══ EXERCISE INPUT
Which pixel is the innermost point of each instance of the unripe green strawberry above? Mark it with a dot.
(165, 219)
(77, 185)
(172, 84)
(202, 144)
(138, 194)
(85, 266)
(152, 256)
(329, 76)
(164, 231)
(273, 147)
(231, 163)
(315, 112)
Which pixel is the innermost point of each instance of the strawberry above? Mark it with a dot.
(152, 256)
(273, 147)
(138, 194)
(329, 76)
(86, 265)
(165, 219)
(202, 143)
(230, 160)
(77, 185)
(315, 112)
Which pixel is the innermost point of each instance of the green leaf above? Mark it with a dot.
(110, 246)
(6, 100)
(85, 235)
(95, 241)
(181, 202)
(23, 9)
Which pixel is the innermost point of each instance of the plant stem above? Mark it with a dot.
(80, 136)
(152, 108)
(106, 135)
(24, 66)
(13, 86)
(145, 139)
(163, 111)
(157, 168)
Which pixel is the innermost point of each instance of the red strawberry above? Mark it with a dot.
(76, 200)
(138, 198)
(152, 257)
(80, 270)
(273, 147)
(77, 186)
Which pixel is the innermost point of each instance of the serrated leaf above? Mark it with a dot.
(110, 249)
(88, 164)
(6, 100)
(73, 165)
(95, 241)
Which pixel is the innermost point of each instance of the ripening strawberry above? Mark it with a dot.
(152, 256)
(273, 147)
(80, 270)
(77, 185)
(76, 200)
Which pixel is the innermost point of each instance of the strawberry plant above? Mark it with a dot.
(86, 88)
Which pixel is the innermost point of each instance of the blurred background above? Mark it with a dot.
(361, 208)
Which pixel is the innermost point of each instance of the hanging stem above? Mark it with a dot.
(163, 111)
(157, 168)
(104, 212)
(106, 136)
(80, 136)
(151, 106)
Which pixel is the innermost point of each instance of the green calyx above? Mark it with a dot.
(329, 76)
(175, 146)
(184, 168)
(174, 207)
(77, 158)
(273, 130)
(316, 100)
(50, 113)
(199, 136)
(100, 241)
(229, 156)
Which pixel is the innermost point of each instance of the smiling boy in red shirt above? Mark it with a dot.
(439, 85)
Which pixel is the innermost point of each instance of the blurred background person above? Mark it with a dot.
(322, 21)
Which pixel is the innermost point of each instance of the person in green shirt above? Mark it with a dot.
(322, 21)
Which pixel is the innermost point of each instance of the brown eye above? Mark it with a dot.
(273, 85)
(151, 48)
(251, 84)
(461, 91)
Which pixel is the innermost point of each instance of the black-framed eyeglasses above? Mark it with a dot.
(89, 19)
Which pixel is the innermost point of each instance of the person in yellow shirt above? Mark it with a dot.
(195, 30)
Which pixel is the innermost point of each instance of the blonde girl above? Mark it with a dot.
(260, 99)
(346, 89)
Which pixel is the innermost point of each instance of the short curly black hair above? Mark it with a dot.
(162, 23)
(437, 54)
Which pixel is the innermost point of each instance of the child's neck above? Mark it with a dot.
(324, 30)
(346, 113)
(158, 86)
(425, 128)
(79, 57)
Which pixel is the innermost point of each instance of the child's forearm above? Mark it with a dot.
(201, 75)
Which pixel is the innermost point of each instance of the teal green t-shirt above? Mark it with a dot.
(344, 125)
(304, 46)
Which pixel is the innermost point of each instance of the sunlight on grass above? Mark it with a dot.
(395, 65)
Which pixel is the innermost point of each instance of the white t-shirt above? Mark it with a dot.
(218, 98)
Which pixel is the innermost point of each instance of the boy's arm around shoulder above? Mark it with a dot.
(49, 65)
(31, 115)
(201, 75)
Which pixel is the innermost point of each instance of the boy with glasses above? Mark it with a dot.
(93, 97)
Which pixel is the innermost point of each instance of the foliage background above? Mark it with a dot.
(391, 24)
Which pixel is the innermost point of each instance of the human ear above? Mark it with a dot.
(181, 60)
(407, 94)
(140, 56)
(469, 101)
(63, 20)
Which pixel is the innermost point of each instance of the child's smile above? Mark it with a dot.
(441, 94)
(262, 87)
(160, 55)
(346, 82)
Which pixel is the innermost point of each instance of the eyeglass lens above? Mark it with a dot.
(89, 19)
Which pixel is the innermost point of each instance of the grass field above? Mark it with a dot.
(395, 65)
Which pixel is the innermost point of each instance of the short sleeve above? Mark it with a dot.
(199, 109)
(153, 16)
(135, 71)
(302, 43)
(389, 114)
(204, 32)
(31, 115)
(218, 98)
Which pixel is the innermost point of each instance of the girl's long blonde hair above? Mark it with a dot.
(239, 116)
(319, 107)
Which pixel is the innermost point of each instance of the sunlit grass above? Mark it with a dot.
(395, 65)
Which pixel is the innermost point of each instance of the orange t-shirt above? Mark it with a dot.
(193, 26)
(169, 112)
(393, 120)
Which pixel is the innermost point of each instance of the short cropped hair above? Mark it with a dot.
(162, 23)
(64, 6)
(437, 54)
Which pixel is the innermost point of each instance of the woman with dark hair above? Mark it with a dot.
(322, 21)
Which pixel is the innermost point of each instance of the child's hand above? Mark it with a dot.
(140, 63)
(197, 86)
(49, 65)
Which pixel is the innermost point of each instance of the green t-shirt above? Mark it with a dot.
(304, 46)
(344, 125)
════
=== PROBLEM TO SOLVE ===
Transcribe the records above exactly.

=== RESPONSE TO THE TASK ===
Which pixel is the innermost point of each instance of the unripe green strawberry above? Mark it with a dot.
(165, 219)
(77, 185)
(172, 84)
(202, 144)
(138, 194)
(85, 266)
(152, 256)
(329, 76)
(164, 231)
(273, 147)
(231, 163)
(315, 112)
Which pixel is the innermost point of each instance of the strawberry above? Mark it with a dot.
(152, 256)
(273, 147)
(138, 194)
(329, 76)
(86, 265)
(165, 219)
(202, 143)
(230, 160)
(77, 185)
(315, 112)
Which pixel is the innermost point of each instance of the green leaf above? Mark it with a dot.
(110, 246)
(6, 100)
(85, 235)
(95, 241)
(181, 202)
(23, 9)
Which pixel is the innermost point of each instance of the plant stem above? Mark it with a dot.
(80, 136)
(152, 108)
(106, 135)
(24, 66)
(13, 86)
(145, 139)
(163, 111)
(157, 168)
Which pixel is the innermost point of each instance of the red strawberry above? Mark it with a dot.
(76, 200)
(138, 198)
(152, 257)
(80, 270)
(273, 147)
(77, 186)
Which pixel is the innermost point of each instance of the serrated leaf above? Mark it with a dot.
(110, 249)
(88, 164)
(6, 100)
(73, 165)
(95, 241)
Which pixel is the innermost point of each instance of the ripening strawberry above? Mark it with a dot.
(152, 256)
(273, 147)
(80, 270)
(77, 185)
(76, 200)
Which pixel is the innermost point of each instance of the strawberry plant above? Mark it with a dot.
(86, 88)
Which pixel is the innermost point of each instance of the blurred background above? Mark it with a dot.
(361, 208)
Which pixel is the innermost point of each instance of the hanging stem above? Mark it with a dot.
(163, 111)
(157, 168)
(104, 212)
(106, 136)
(80, 136)
(151, 106)
Which pixel is the innermost point of each instance of the green calyx above? Mark it with a dot.
(329, 76)
(175, 146)
(184, 168)
(174, 207)
(77, 158)
(273, 130)
(316, 100)
(50, 113)
(199, 136)
(100, 241)
(229, 156)
Which pixel is the innermost point of each instance of the smiling boy in red shirt above? Mark it with a dot.
(439, 85)
Which pixel is the innermost point of each instance of the blurred background person above? Mark it with a dot.
(322, 21)
Which pixel is the innermost point of each instance of the person in green shirt above? Mark it with a dot.
(322, 21)
Which pixel is the innermost point of each instance of the brown eye above? Mark it with a dot.
(273, 85)
(151, 48)
(251, 84)
(461, 91)
Which pixel is the innermost point of each instance of the black-framed eyeglasses above? Mark it with a dot.
(89, 19)
Which pixel is the innermost point of each instance of the person in yellow shirt above? Mark it with a dot.
(195, 30)
Which pixel is the innermost point of each instance of the blonde girl above? Mark it with a dot.
(260, 99)
(346, 89)
Which pixel is the innermost point of each instance of the short curly black hair above? Mark it with a dot.
(162, 23)
(437, 54)
Which pixel is the innermost point of each instance of the child's neck above? Mark it with a dot.
(324, 30)
(346, 113)
(158, 86)
(425, 128)
(79, 57)
Which pixel is the innermost point of each instance of the child's forearm above? Mark it with a dot.
(201, 75)
Which pixel is the innermost point of each instance of the teal green t-shirt above? Mark it with a dot.
(344, 125)
(304, 46)
Which pixel is the innermost point of each instance of the sunlight on grass above? Mark it with a dot.
(395, 65)
Which pixel is the innermost point of each instance of the white t-shirt above? Mark it with a dot.
(218, 98)
Which pixel is the innermost point of each instance of the boy's arm around shoulder above? Mark it with a dot.
(49, 65)
(31, 115)
(201, 75)
Which pixel is the innermost point of each instance of the boy with glasses above? Mark it with a dot.
(93, 97)
Which pixel is the innermost point of each instance of the foliage background above? Mark it with a dot.
(391, 24)
Which pixel is the innermost point of each instance of the human ear above? Mark it with a dot.
(181, 60)
(407, 94)
(140, 56)
(469, 101)
(63, 20)
Which pixel is the innermost point of each instance of the child's smile above? Mark it with a dot.
(441, 94)
(262, 87)
(160, 55)
(346, 82)
Which pixel is the innermost point of each instance of the eyeglass lens above? Mark it with a dot.
(89, 19)
Which pixel is the innermost point of each instance of the grass field above? Mark it with a dot.
(395, 65)
Which pixel is the innermost point of each instance of the short sleeve above? Mark it with a dot.
(199, 109)
(153, 16)
(135, 71)
(302, 43)
(389, 114)
(204, 32)
(31, 115)
(218, 98)
Which pixel is the innermost point of each instance of the girl's long blonde hair above? Mark it with a dot.
(239, 116)
(319, 107)
Which pixel is the innermost point of each instance of the sunlit grass above? Mark it with a dot.
(395, 65)
Which pixel is the innermost point of each instance of the orange t-shirt above? Mark it with a dot.
(193, 26)
(169, 112)
(393, 120)
Which pixel is the innermost point of each instance of the short cropped hair above? Mark it with a dot.
(162, 23)
(64, 6)
(437, 54)
Which pixel is the innermost point of each instance of the woman with dark hair above? Mark it with a dot.
(322, 21)
Which pixel is the innermost point of each instance of the child's hand above? Mark it with a dot.
(140, 63)
(197, 86)
(49, 65)
Which pixel is the innermost point of each instance of the green t-shirt above? Mark it with a dot.
(304, 46)
(344, 125)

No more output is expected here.